Directive. Pull out every line of the listing below that contains the string "carriage", matching case exactly.

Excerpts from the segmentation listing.
* * * * *

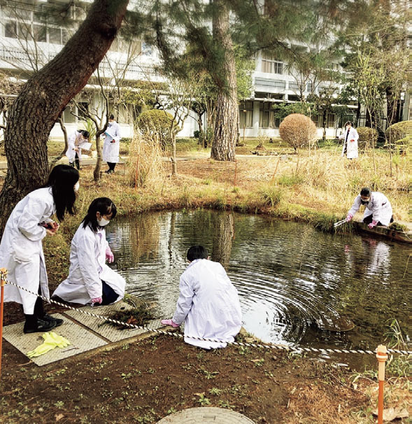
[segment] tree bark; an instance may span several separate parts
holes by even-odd
[[[213,18],[215,45],[221,46],[222,57],[219,72],[213,77],[219,88],[211,157],[234,161],[234,148],[239,132],[237,81],[233,44],[229,31],[229,8],[225,0],[215,0]]]
[[[0,232],[15,204],[47,179],[50,130],[109,49],[128,3],[95,0],[77,32],[26,83],[15,100],[4,137],[8,170],[0,192]]]

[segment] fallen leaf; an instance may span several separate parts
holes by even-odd
[[[378,415],[378,409],[372,411],[374,415]],[[383,420],[385,421],[392,421],[396,418],[407,418],[409,413],[405,408],[388,408],[383,409]]]

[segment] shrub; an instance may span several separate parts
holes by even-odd
[[[398,149],[407,148],[412,142],[412,120],[402,121],[391,125],[385,132],[387,142],[385,147],[388,147],[389,143]]]
[[[371,148],[372,146],[376,147],[378,141],[378,132],[369,127],[358,127],[356,129],[359,134],[357,146],[360,149]]]
[[[141,134],[155,138],[164,149],[167,144],[171,142],[172,135],[176,135],[180,128],[173,122],[171,132],[171,123],[173,116],[164,111],[159,109],[149,109],[144,111],[138,117],[136,122]]]
[[[279,134],[296,152],[299,148],[311,146],[316,139],[316,126],[310,118],[292,113],[280,123]]]

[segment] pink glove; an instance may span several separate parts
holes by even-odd
[[[172,327],[174,327],[175,328],[176,327],[179,327],[178,324],[173,323],[171,320],[162,320],[160,322],[164,325],[171,325]]]
[[[113,262],[113,260],[115,260],[115,255],[113,255],[113,252],[111,250],[108,246],[107,246],[107,248],[106,248],[106,259],[107,259],[107,262],[109,264],[111,264]]]

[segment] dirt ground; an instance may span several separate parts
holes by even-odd
[[[282,351],[206,351],[167,336],[38,367],[4,344],[0,422],[155,423],[213,406],[255,423],[356,423],[368,404],[348,372]]]

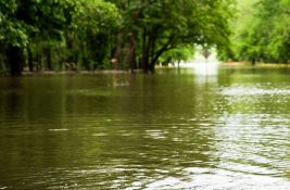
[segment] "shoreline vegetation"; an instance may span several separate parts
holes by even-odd
[[[0,1],[0,75],[154,73],[197,51],[289,63],[289,9],[290,0]]]
[[[209,64],[209,63],[204,63]],[[264,67],[264,68],[274,68],[274,67],[290,67],[290,64],[287,63],[256,63],[252,65],[250,62],[219,62],[217,64],[219,67],[235,68],[235,67]],[[156,66],[155,69],[175,69],[178,66]],[[118,75],[118,74],[144,74],[142,69],[96,69],[96,71],[39,71],[39,72],[29,72],[23,71],[22,75],[24,76],[38,76],[38,75],[98,75],[98,74],[109,74],[109,75]]]

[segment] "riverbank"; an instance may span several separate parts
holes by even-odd
[[[287,63],[262,63],[257,62],[255,65],[252,65],[250,62],[220,62],[218,63],[219,66],[226,67],[290,67],[290,64]]]

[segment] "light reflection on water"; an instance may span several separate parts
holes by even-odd
[[[206,77],[0,79],[0,189],[289,189],[289,74]]]

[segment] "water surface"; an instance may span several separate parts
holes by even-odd
[[[290,71],[0,78],[0,189],[289,189]]]

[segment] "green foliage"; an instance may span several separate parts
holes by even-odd
[[[186,60],[189,45],[226,48],[231,10],[231,0],[2,0],[0,56],[16,73],[153,71],[164,53]]]
[[[224,58],[289,62],[290,1],[243,0],[239,10],[238,21],[234,24],[232,47]]]

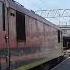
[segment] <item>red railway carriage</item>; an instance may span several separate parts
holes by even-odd
[[[8,55],[11,68],[15,68],[13,65],[17,67],[33,63],[31,68],[59,58],[63,56],[61,30],[12,0],[0,0],[2,69],[4,64],[5,67],[8,65]]]

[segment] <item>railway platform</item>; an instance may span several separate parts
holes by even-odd
[[[70,70],[70,57],[68,57],[66,60],[64,60],[51,70]]]

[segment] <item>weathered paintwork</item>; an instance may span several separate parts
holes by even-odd
[[[30,61],[41,58],[49,61],[63,56],[62,40],[58,43],[58,30],[60,29],[56,25],[14,2],[9,4],[9,7],[5,6],[5,31],[3,31],[3,19],[0,10],[0,50],[2,48],[10,50],[11,61],[14,58],[14,62],[16,59]],[[20,42],[17,41],[16,33],[16,12],[18,11],[25,14],[26,40]],[[5,36],[8,37],[7,41]]]

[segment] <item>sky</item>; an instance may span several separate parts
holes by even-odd
[[[22,4],[25,8],[29,10],[47,10],[47,9],[70,9],[70,0],[15,0]],[[61,19],[61,22],[68,23],[68,18]],[[49,19],[53,23],[59,23],[57,19]],[[56,22],[55,22],[56,20]],[[64,20],[64,21],[62,21]],[[65,24],[64,23],[64,24]],[[70,22],[69,22],[70,23]],[[62,23],[63,24],[63,23]]]
[[[70,0],[15,0],[31,10],[70,8]]]

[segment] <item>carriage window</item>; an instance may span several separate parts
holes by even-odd
[[[3,22],[3,30],[5,31],[5,7],[4,4],[0,2],[0,19]]]
[[[58,30],[58,43],[60,43],[60,30]]]
[[[20,12],[16,12],[16,32],[17,41],[26,41],[25,15]]]

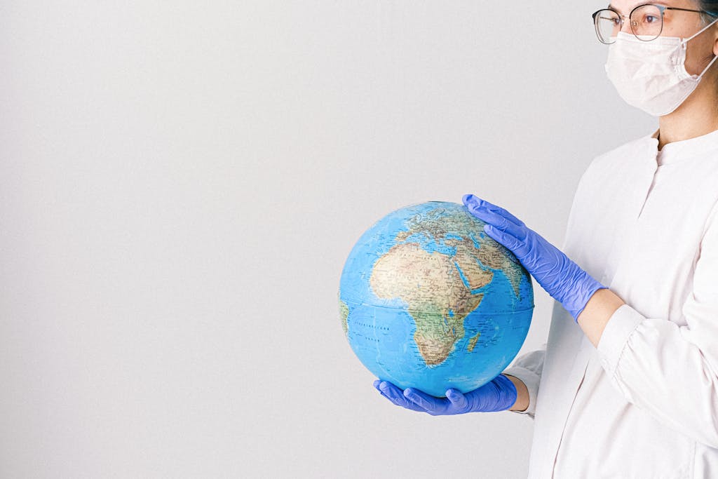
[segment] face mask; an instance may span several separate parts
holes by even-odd
[[[644,42],[633,34],[618,32],[608,49],[606,73],[627,103],[653,116],[663,116],[680,106],[698,86],[703,74],[718,57],[714,57],[700,75],[686,71],[686,45],[718,22],[685,40],[658,37]]]

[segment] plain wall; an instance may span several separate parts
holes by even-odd
[[[0,477],[525,477],[528,417],[382,398],[337,289],[415,203],[562,244],[591,160],[656,127],[603,6],[0,2]]]

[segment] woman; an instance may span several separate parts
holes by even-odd
[[[594,22],[609,79],[658,129],[592,162],[565,254],[463,197],[556,300],[545,349],[465,394],[374,386],[434,415],[535,418],[531,478],[718,477],[718,2],[615,0]]]

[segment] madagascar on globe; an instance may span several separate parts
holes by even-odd
[[[531,275],[463,205],[393,211],[354,245],[339,310],[349,344],[383,381],[442,397],[491,381],[531,325]]]

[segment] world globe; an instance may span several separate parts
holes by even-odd
[[[358,239],[342,271],[342,327],[378,378],[437,397],[491,381],[518,354],[531,278],[463,205],[393,211]]]

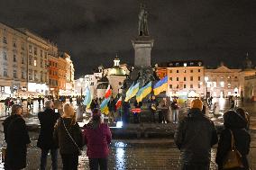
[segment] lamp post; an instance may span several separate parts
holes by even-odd
[[[79,81],[80,81],[80,84],[81,84],[81,98],[82,98],[82,95],[83,95],[83,78],[79,78]]]
[[[209,77],[208,76],[205,76],[205,88],[206,88],[206,103],[207,103],[207,82],[209,80]]]

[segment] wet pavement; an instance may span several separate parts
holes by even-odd
[[[248,156],[251,169],[256,169],[256,103],[244,103],[240,105],[251,113],[251,127],[252,130],[251,151]],[[228,109],[228,104],[219,103],[218,112],[224,112]],[[36,109],[36,108],[34,108]],[[30,120],[32,118],[29,118]],[[32,119],[35,119],[33,116]],[[213,117],[213,119],[215,119]],[[216,121],[220,121],[221,118]],[[32,120],[34,123],[36,121]],[[3,127],[0,125],[0,141],[4,145]],[[30,132],[32,145],[28,149],[28,166],[26,169],[38,169],[40,165],[41,151],[36,147],[38,133]],[[169,138],[158,139],[114,139],[110,146],[109,169],[178,169],[179,151],[174,145],[173,139]],[[216,146],[212,149],[211,169],[217,169],[215,164]],[[59,157],[59,169],[61,169],[61,160]],[[3,164],[0,164],[0,169]],[[88,158],[86,156],[86,147],[81,157],[79,157],[78,169],[88,169]],[[50,157],[48,158],[48,167],[50,169]]]

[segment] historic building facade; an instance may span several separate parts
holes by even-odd
[[[28,89],[41,94],[49,93],[48,87],[48,40],[28,31],[19,29],[27,36]]]
[[[169,96],[204,96],[204,66],[201,60],[172,61],[160,65],[166,68]]]
[[[27,89],[27,36],[0,22],[0,90],[4,95]]]
[[[245,76],[244,99],[256,101],[256,73],[254,76]]]
[[[73,62],[58,50],[56,44],[27,29],[0,22],[0,98],[50,94],[50,89],[56,94],[74,92]]]

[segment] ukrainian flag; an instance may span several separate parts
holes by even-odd
[[[126,92],[126,96],[124,101],[128,102],[131,98],[136,95],[137,92],[139,91],[140,83],[131,86],[128,91]]]
[[[104,99],[104,101],[101,103],[100,111],[102,113],[108,114],[109,111],[108,111],[107,103],[109,101],[110,101],[110,97]]]
[[[156,85],[154,85],[154,94],[158,95],[160,93],[167,90],[167,82],[168,82],[168,76],[164,78],[160,79]]]
[[[92,102],[92,94],[91,94],[89,87],[87,86],[87,89],[86,89],[86,98],[85,98],[83,103],[84,103],[84,105],[89,107],[91,102]]]
[[[145,98],[149,94],[151,93],[152,83],[148,83],[145,86],[142,87],[136,94],[136,101],[137,103],[142,102],[143,98]]]

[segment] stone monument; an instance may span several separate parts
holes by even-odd
[[[154,81],[153,69],[151,65],[151,49],[154,40],[149,34],[148,29],[148,12],[145,4],[141,4],[139,13],[138,36],[132,40],[134,48],[134,67],[131,73],[133,81],[140,82],[140,86],[144,85],[150,81]]]

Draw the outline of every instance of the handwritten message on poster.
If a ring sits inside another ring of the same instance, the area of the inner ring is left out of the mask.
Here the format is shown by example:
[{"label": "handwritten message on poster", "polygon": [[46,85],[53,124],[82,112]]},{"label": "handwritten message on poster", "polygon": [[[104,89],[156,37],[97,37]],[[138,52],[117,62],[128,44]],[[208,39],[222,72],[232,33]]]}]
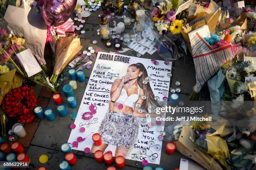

* * * * *

Full response.
[segment] <item>red railway carriage</item>; an instance may span several separate parts
[segment] <item>carriage window</item>; an instance may span several separate parts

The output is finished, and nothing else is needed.